* Your goal:
How many lines below contain the word "point"? Answer with that number alone.

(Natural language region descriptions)
++++++++++

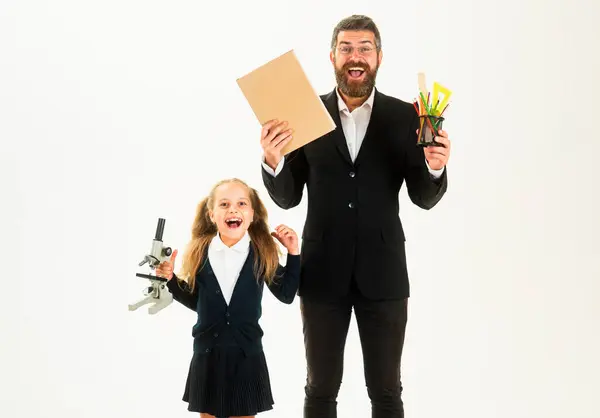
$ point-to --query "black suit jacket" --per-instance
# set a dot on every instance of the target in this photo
(353, 226)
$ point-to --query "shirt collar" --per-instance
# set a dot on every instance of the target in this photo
(241, 246)
(342, 105)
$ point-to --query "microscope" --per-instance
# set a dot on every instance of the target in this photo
(157, 293)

++++++++++

* Exercise solution:
3